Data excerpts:
——

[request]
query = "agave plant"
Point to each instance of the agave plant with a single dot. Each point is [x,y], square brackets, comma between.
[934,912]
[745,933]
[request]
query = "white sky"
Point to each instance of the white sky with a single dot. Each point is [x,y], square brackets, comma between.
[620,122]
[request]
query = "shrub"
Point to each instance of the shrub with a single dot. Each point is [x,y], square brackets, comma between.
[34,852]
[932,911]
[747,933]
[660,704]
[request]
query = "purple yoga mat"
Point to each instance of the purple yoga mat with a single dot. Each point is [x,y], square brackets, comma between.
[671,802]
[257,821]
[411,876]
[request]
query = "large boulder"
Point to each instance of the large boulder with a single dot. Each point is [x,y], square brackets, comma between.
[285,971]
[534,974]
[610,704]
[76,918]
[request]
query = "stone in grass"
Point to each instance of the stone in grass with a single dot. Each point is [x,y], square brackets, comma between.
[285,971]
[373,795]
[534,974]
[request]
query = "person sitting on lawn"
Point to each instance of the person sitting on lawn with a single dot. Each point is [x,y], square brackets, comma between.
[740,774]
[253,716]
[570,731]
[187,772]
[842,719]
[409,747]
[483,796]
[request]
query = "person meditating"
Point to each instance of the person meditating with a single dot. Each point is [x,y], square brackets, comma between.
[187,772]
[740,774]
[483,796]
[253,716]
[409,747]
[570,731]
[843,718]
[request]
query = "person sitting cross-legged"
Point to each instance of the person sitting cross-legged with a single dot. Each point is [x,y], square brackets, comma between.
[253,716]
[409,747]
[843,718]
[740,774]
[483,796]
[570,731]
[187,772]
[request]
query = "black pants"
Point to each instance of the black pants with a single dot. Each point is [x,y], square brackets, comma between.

——

Work order: Please transcribe all of the records, keeping every line exactly as it is.

Result below:
[request]
query = "agave plant"
Point to each instance of the agave plant with a single dot. Each point is [x,y], square brackets, comma between.
[934,912]
[745,933]
[request]
query = "white sky"
Point to each instance of the white sky with a single dot. Each point is [x,y], square brackets, comma between.
[620,122]
[request]
query = "shrub"
Point to each instance of the shrub with a single dot. Each point is [x,y], square brackets, comma between.
[34,852]
[932,911]
[747,933]
[660,704]
[request]
query = "purple yoga mat"
Point to each instance of the purple yoga mat with a single dot. Each point is [x,y], square brackets, comma between.
[671,802]
[257,821]
[411,876]
[request]
query = "large boulder"
Point to each instance of the large boulder with a single dot. Each point is [x,y], square brackets, comma between.
[285,971]
[534,974]
[610,704]
[76,918]
[request]
query = "stone in grass"
Point to each instance of the stone in grass with a single dot. Each point is [x,y], square brackets, comma between.
[285,971]
[373,795]
[534,974]
[request]
query = "person sitting on lawn"
Point to each instance of the person sitting on lawn with a single dot. Each point is [x,y], square brackets, comma between.
[740,774]
[253,716]
[570,731]
[187,772]
[842,719]
[409,747]
[483,796]
[request]
query = "person meditating"
Point to each instance of the person meditating with a single dot. Each point is [x,y], square brackets, comma between.
[187,772]
[740,774]
[483,796]
[253,716]
[409,747]
[570,731]
[843,718]
[request]
query = "person sitting cross-legged"
Point to each instance of the person sitting cross-legged with a single dot. Each point is [x,y], square brackets, comma between.
[253,716]
[409,747]
[843,718]
[740,774]
[483,796]
[570,731]
[187,772]
[request]
query = "black pants"
Point to each instance of the black pants with a single dot. Each point is [x,y], square brackets, comma between.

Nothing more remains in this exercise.